- _Выбранный текст_
════════

Пока же мой мир таков, каков он сейчас — честно говоря, порой мне кажется, что не я его создаю, а он «проявляется» через меня, — прежде всего продукт воображения, а описание этого мира — произведение литературное и, не побоюсь сего слова, дидактическое.

(Из письма П. Гастингсу)



«Властелин Колец» писался для собственного удовольствия: я проверял, способен ли написать большое произведение, и пытался выразить «веру во Вторичный Мир». Создавалась книга медленно, поскольку я старался не пропускать ни единой подробности, и превратилась в конечном итоге в Картину-без-Рамы. Я выхватил из мироздания крошечный кусочек, историю которого и попробовал отразить. Этим, возможно, и объясняется налет «историчности», а также то, что трилогию издали и она пользуется популярностью у множества самых разных людей. Однако понять, как она возникла, достаточно сложно. Оглядываясь назад, на события, последовавшие сразу за выходом книги из печати, я ловлю себя на странном ощущении: мне кажется, что испокон веку нависавшие над головой облака неожиданно разошлись, и на землю вновь хлынул почти забытый солнечный свет. Как будто я стал Пиппином, который услышал рог Надежды. Тем не менее, вопросы «Как?» и «Почему?» остаются.

════════

- _Набор записей_

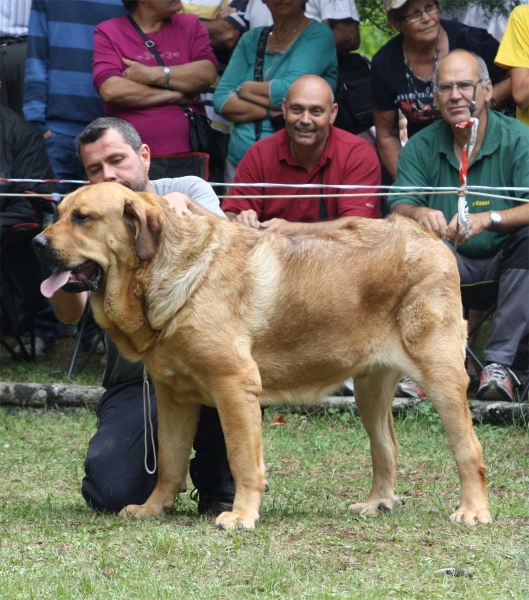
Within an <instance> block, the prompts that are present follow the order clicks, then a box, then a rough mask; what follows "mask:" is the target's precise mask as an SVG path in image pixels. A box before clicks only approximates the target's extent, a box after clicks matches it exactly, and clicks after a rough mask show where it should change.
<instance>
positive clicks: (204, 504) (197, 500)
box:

════════

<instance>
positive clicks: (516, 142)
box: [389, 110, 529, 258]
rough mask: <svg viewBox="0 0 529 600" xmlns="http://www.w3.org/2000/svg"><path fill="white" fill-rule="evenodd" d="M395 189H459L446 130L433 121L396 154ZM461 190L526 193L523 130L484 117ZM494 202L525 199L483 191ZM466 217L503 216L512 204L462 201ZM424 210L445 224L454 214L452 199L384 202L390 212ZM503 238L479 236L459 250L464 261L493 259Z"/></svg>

════════

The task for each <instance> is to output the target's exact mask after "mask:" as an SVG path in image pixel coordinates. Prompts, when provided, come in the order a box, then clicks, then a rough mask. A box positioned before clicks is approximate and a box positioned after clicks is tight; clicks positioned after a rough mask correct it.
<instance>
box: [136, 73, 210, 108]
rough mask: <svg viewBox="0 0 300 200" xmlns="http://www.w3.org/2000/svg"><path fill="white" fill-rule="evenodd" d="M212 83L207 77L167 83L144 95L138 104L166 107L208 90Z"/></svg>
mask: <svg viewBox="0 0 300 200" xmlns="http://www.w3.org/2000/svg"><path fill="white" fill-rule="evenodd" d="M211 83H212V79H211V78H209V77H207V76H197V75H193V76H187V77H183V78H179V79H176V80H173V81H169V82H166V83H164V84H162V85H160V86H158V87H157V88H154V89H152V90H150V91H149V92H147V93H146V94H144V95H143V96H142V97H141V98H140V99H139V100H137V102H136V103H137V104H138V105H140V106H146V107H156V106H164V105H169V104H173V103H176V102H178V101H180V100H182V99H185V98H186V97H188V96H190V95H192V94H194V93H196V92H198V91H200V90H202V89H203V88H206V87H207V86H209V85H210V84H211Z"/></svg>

════════

- _Условия задания_
Ответьте, пожалуйста: почему, согласно выбранному тексту, «Властелин Колец» создавался медленно? Записи взяты из другого источника.

- _Результат задания_
Потому что автор старался не пропускать ни единой подробности.